(Exercise prompt): Each line below should be quoted exactly, please.
(Exercise materials Opens)
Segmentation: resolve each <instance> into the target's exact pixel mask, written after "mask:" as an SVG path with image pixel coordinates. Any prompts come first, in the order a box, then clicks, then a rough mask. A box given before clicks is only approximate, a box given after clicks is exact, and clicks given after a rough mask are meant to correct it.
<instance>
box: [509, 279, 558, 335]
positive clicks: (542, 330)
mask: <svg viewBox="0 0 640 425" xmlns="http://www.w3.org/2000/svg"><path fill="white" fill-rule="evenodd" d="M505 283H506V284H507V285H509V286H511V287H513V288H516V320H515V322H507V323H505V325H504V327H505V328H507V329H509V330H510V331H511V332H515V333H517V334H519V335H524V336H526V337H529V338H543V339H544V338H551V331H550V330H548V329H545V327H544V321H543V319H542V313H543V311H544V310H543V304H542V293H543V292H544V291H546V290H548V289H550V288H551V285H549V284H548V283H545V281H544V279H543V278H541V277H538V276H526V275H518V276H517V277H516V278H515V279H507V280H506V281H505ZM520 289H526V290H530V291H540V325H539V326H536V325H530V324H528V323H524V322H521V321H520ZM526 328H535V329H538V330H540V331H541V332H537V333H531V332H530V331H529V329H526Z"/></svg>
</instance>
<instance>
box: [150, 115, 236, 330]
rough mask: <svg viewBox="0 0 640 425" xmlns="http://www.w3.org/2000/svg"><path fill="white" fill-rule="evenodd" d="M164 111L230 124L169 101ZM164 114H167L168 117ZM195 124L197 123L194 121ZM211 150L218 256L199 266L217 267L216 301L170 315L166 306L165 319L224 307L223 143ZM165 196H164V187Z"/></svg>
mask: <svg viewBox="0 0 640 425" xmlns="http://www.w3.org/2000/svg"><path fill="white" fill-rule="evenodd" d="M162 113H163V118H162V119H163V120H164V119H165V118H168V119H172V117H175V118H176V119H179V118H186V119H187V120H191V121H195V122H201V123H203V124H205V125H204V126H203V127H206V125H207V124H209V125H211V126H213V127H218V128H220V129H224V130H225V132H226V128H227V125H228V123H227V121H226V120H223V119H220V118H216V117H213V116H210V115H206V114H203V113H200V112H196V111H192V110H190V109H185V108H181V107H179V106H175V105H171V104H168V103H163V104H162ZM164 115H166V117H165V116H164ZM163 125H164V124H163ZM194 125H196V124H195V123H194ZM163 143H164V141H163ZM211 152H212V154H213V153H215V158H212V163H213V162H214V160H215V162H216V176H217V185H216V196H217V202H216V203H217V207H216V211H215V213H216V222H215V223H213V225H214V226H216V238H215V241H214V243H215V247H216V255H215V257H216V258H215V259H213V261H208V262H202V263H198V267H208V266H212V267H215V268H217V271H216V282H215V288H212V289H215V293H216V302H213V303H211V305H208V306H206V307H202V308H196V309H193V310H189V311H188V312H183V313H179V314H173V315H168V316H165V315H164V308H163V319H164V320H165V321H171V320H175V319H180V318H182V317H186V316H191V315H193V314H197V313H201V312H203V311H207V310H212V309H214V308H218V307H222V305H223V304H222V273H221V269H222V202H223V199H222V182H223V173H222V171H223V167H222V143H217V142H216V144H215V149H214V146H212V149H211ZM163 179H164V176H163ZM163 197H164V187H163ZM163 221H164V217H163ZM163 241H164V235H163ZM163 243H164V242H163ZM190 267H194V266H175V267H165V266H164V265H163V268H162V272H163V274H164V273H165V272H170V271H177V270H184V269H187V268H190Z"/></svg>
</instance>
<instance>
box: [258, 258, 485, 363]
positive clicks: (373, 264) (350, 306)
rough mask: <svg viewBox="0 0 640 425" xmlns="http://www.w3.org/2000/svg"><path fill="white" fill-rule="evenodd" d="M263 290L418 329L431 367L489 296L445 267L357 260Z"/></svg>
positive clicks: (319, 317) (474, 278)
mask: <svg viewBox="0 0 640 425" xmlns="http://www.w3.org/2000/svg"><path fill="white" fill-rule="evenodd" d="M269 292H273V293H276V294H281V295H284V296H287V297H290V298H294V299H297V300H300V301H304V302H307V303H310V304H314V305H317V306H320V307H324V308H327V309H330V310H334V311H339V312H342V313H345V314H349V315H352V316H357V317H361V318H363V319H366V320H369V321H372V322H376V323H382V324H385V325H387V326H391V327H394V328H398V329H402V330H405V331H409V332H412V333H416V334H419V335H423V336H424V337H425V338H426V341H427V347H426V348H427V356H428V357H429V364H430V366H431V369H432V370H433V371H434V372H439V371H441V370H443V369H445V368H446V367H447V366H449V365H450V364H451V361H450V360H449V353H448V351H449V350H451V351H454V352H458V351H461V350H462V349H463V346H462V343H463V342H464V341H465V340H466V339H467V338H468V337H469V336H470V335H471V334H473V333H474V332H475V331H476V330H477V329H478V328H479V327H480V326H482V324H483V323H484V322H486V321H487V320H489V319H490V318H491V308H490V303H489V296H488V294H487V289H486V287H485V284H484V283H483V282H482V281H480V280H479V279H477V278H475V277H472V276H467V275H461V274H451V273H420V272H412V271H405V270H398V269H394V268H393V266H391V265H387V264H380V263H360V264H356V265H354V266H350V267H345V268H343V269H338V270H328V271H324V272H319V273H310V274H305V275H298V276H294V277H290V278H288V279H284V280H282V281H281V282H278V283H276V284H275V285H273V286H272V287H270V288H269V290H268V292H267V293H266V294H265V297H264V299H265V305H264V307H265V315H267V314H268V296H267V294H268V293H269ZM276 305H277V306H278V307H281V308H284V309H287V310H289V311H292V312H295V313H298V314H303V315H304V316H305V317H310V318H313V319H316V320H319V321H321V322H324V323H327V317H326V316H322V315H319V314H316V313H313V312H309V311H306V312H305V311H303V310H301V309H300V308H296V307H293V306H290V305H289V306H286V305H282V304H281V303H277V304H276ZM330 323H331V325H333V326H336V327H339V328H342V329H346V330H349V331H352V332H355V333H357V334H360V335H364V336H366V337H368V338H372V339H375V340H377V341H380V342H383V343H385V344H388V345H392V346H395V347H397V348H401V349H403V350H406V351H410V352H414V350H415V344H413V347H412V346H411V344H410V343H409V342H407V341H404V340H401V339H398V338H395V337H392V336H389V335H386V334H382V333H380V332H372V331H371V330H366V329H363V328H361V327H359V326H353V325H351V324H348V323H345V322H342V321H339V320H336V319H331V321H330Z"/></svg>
(Exercise materials Closes)
(Exercise solution):
Segmentation: resolve each <instance> into the target's exact pixel mask, written after "mask:" as an SVG path with image pixel coordinates. Any prompts come first, in the order a box, then clicks, then a rough mask. A box given before clicks is only approximate, a box given after clicks is exact, and clicks given after a rough mask are meant to correct it.
<instance>
box: [509, 279, 558, 335]
positive clicks: (542, 330)
mask: <svg viewBox="0 0 640 425" xmlns="http://www.w3.org/2000/svg"><path fill="white" fill-rule="evenodd" d="M505 283H506V284H507V285H509V286H511V287H513V288H516V320H515V322H507V323H505V325H504V327H505V328H507V329H509V330H510V331H511V332H515V333H517V334H519V335H524V336H526V337H529V338H543V339H544V338H551V331H550V330H548V329H545V327H544V321H543V319H542V313H543V311H544V310H543V304H542V293H543V292H544V291H546V290H548V289H550V288H551V285H549V284H548V283H545V281H544V279H543V278H541V277H538V276H526V275H518V276H517V277H516V278H515V279H507V280H506V281H505ZM520 289H526V290H530V291H540V325H539V326H536V325H530V324H528V323H524V322H521V321H520ZM526 328H535V329H538V330H540V331H541V332H537V333H531V332H530V331H529V329H526Z"/></svg>
</instance>
<instance>
box: [150, 115, 236, 330]
rough mask: <svg viewBox="0 0 640 425" xmlns="http://www.w3.org/2000/svg"><path fill="white" fill-rule="evenodd" d="M164 111L230 124L169 101ZM164 114H167L168 117ZM195 124L197 123L194 121ZM211 150L218 256L199 266L217 267L216 301L170 315L166 306L165 319L224 307L223 143ZM165 196H164V187Z"/></svg>
mask: <svg viewBox="0 0 640 425" xmlns="http://www.w3.org/2000/svg"><path fill="white" fill-rule="evenodd" d="M162 113H163V118H162V119H163V120H164V119H165V118H168V119H172V117H175V118H176V119H179V118H186V119H187V120H191V121H195V122H201V123H203V124H205V125H204V126H203V127H206V125H207V124H209V125H211V126H213V127H218V128H220V129H224V130H225V132H226V128H227V125H228V123H227V121H226V120H223V119H220V118H216V117H213V116H210V115H206V114H203V113H200V112H196V111H192V110H190V109H185V108H181V107H179V106H175V105H171V104H168V103H163V104H162ZM164 115H166V117H165V116H164ZM163 125H164V124H163ZM194 125H196V124H195V123H194ZM163 143H164V141H163ZM211 152H212V154H213V153H215V158H212V163H213V162H214V160H215V162H216V176H217V185H216V196H217V202H216V203H217V207H216V211H215V213H216V222H215V223H213V225H214V226H216V238H215V241H214V243H215V247H216V255H215V257H216V258H215V259H213V261H208V262H202V263H198V267H208V266H212V267H215V268H217V271H216V282H215V288H212V289H215V293H216V302H213V303H211V305H208V306H206V307H202V308H196V309H193V310H189V311H188V312H183V313H179V314H173V315H168V316H165V315H164V308H163V319H164V320H165V321H171V320H175V319H180V318H182V317H186V316H191V315H193V314H197V313H201V312H203V311H207V310H212V309H214V308H218V307H222V305H223V304H222V273H221V269H222V202H223V199H222V182H223V173H222V171H223V167H222V143H217V142H216V144H215V149H214V146H212V149H211ZM163 179H164V176H163ZM163 197H164V187H163ZM163 221H164V217H163ZM163 241H164V235H163ZM163 243H164V242H163ZM190 267H194V266H175V267H165V266H164V265H163V268H162V272H163V274H164V273H165V272H170V271H177V270H184V269H187V268H190Z"/></svg>
</instance>
<instance>
box: [258, 258, 485, 363]
positive clicks: (373, 264) (350, 306)
rough mask: <svg viewBox="0 0 640 425" xmlns="http://www.w3.org/2000/svg"><path fill="white" fill-rule="evenodd" d="M263 290L418 329L431 367L489 296L445 267L357 260Z"/></svg>
positive clicks: (319, 317) (474, 278)
mask: <svg viewBox="0 0 640 425" xmlns="http://www.w3.org/2000/svg"><path fill="white" fill-rule="evenodd" d="M269 292H273V293H276V294H281V295H284V296H287V297H290V298H294V299H297V300H300V301H304V302H307V303H310V304H314V305H317V306H320V307H324V308H327V309H330V310H334V311H339V312H342V313H345V314H349V315H352V316H357V317H361V318H363V319H366V320H369V321H372V322H376V323H382V324H385V325H387V326H391V327H394V328H398V329H402V330H405V331H409V332H412V333H416V334H419V335H423V336H424V337H425V338H426V341H427V347H426V348H427V356H428V357H429V364H430V366H431V369H432V370H433V371H434V372H439V371H441V370H443V369H445V368H446V367H447V366H449V365H450V364H451V361H450V360H449V353H448V351H449V350H451V351H454V352H458V351H461V350H462V349H463V346H462V343H463V342H464V341H465V340H466V339H467V338H468V337H469V336H470V335H471V334H473V333H474V332H475V331H476V330H477V329H478V328H479V327H480V326H482V324H483V323H484V322H486V321H487V320H489V319H490V318H491V308H490V303H489V296H488V294H487V289H486V287H485V284H484V283H483V282H482V281H480V280H479V279H477V278H475V277H472V276H467V275H461V274H451V273H420V272H412V271H405V270H398V269H394V268H393V266H391V265H387V264H380V263H360V264H356V265H354V266H350V267H345V268H343V269H338V270H328V271H324V272H319V273H310V274H305V275H298V276H294V277H290V278H288V279H284V280H282V281H281V282H278V283H276V284H275V285H273V286H272V287H270V288H269V290H268V292H267V293H266V294H265V297H264V299H265V305H264V307H265V315H267V314H268V296H267V294H268V293H269ZM276 305H277V306H278V307H281V308H284V309H287V310H289V311H292V312H295V313H298V314H303V315H304V316H305V317H310V318H313V319H316V320H319V321H321V322H324V323H327V317H326V316H322V315H319V314H316V313H313V312H309V311H306V312H305V311H303V310H301V309H300V308H296V307H293V306H290V305H289V306H286V305H282V304H281V303H277V304H276ZM330 323H331V325H333V326H336V327H339V328H342V329H346V330H349V331H352V332H355V333H357V334H360V335H364V336H366V337H368V338H372V339H375V340H377V341H380V342H383V343H385V344H388V345H392V346H395V347H397V348H401V349H403V350H406V351H410V352H414V350H415V344H413V347H412V346H411V344H410V343H409V342H407V341H404V340H401V339H398V338H395V337H392V336H389V335H386V334H382V333H380V332H372V331H371V330H366V329H363V328H361V327H359V326H353V325H351V324H348V323H345V322H342V321H339V320H336V319H331V321H330Z"/></svg>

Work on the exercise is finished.